* _Required action_:
Print all of the data exactly as written.

* _Dataset records_:
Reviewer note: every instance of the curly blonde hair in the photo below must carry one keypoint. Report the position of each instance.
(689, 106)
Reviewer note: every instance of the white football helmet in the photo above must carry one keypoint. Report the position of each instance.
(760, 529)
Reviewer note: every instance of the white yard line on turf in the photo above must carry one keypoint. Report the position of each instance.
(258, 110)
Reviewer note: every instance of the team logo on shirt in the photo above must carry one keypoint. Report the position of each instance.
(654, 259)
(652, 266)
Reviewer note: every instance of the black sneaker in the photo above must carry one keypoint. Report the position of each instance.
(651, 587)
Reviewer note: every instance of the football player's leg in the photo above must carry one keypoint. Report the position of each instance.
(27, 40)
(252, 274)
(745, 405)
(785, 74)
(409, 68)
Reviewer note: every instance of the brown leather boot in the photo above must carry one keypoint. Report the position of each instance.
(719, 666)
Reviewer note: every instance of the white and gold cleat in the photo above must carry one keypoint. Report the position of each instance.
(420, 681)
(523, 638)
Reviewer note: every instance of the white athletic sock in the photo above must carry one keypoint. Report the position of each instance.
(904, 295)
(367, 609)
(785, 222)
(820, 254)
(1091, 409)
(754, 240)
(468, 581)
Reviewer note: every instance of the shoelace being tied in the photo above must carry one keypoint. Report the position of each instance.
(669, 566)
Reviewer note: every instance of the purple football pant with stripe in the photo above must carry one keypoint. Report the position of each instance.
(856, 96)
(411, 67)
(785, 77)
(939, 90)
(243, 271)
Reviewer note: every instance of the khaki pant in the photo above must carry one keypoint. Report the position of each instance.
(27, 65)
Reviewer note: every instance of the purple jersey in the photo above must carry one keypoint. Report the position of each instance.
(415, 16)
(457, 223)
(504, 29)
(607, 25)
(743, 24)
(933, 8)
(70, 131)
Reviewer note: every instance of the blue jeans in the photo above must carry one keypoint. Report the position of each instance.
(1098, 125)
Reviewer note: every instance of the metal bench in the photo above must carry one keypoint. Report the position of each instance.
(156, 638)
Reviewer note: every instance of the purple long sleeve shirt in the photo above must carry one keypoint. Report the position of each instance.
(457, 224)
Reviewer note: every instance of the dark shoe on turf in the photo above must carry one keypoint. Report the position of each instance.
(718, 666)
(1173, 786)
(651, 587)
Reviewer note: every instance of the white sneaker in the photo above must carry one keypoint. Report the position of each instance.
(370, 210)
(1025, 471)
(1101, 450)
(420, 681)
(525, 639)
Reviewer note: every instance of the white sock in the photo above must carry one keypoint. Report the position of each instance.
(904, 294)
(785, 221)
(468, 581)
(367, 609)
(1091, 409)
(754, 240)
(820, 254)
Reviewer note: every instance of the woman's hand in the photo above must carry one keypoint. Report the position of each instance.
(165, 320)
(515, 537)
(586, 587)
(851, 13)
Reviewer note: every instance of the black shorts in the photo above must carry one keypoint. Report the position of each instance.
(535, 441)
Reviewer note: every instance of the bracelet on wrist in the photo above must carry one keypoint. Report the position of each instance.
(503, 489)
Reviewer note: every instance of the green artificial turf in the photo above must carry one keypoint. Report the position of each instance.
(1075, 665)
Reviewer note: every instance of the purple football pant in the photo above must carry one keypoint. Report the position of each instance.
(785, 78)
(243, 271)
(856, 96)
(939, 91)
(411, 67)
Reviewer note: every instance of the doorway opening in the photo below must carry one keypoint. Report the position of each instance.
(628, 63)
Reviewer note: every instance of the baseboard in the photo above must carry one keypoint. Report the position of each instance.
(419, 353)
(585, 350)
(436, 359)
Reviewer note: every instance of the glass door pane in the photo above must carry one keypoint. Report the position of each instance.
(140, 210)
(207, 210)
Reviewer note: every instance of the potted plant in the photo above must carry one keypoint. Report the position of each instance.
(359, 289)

* _Answer to this problem_:
Reviewer note: every instance of the curly blonde hair in the photo below must carry one keypoint. Report the position of each instance.
(689, 106)
Reviewer note: every instance of the white football helmet in the photo above must carry one keypoint. Report the position of each instance.
(760, 529)
Reviewer note: every instance of the white yard line on turf in the photo above must carry one keypoint. Report the position of each instance.
(258, 110)
Reviewer note: every instance of the team logo on shirt in the photo above must carry one keypoint. Report the position of each instance.
(654, 259)
(652, 266)
Reviewer note: every instance of the black sneaker in the photo above must carry one keypoint. Report the position of each instance.
(651, 587)
Reviewer note: every instance of the football player's leg in the photo above must carry one keypoint. Report the position of each instance.
(27, 40)
(252, 274)
(745, 405)
(785, 74)
(409, 68)
Reviewer note: every instance of the brown leather boot in the photo above must carry one keypoint. Report the position of each instance.
(719, 666)
Reviewer note: every instance of the white and gold cleat in the photo above must carry one keypoint. Report the position of each instance.
(420, 681)
(523, 638)
Reviewer note: every instance of the white athletic sock in the photo above must carry one keypoint. Report the position of each instance.
(904, 295)
(367, 609)
(785, 222)
(820, 254)
(1091, 409)
(754, 240)
(468, 581)
Reviewer note: every instance of the shoelace being tied in the photo above must carry one keypoint. Report the position of each instance.
(669, 566)
Reviewer note: every instance of the purple football pant with stripe in the photo above must carry one keypoint. Report the position of each instance.
(856, 96)
(411, 67)
(785, 77)
(939, 90)
(243, 271)
Reviewer note: every instance of the khaki pant in the photo above must carry one keypoint. Report the position of each instance.
(27, 65)
Reviewer note: every instance of the purple jersey in the photo above must carry one keypoint. Report the position of each instance.
(415, 16)
(457, 223)
(504, 29)
(607, 25)
(743, 24)
(933, 8)
(70, 131)
Reviewer note: every instance of the blue jeans in the photo above must carry one keypoint. Report the position of each instance.
(1098, 125)
Reviewer note: every instance of the metal bench in the photo above must carry one keypoint. Report the position of each instance.
(156, 638)
Reviewer note: every instance of the purple long sleeve shirt in the photo above must carry one keypoint. Report the position of each instance.
(457, 224)
Reviewer note: every instance of the dark shoe on turf in the photo above must carry one keypoint. Report the position of each instance.
(718, 666)
(1173, 786)
(651, 587)
Reviewer note: every instance of the white sneaker in the photo above must carry one keypoint. Report the position of each instance.
(370, 210)
(1025, 471)
(1101, 450)
(420, 681)
(525, 639)
Reviewer note: every instance of the white sock in the photo above must carry one keypoint. Report the position of each instance.
(904, 294)
(785, 221)
(468, 581)
(367, 609)
(1091, 409)
(754, 240)
(820, 254)
Reviewer note: every instance of the woman's hand in the photo above must carry one keypoint. Report the position of each instance.
(165, 320)
(515, 537)
(586, 587)
(851, 13)
Reviewer note: every instance of the black shorts in the photo above must carry one keypoint. Report the position of each instance.
(535, 441)
Reviewer note: every instance of the bracelet on wrist in the photo above must carry one keypoint. Report the position of each instance.
(503, 489)
Reviewer note: every instance of the green artificial turf in the photo above must carry one keypoint. Report the position of each instance.
(1075, 665)
Reviewer note: every instance of the purple football pant in the photo above must carry one keypoint. Report the position of each instance.
(785, 78)
(243, 271)
(856, 96)
(939, 91)
(411, 67)
Reviewer note: every instance of the doorway opening in the photo below must carry one keypoint. Report the position of each instance.
(628, 63)
Reviewer note: every instance of the baseboard in the photo above must carry one keypoint. Report the position of each instance.
(419, 353)
(585, 350)
(436, 359)
Reviewer note: every instance of the glass door pane in the photo above must carry one keypoint. Report the position of each instance.
(140, 210)
(207, 210)
Reviewer note: every instance of the potted plant in the photo above must carry one keypoint. Report the position of each instance.
(359, 289)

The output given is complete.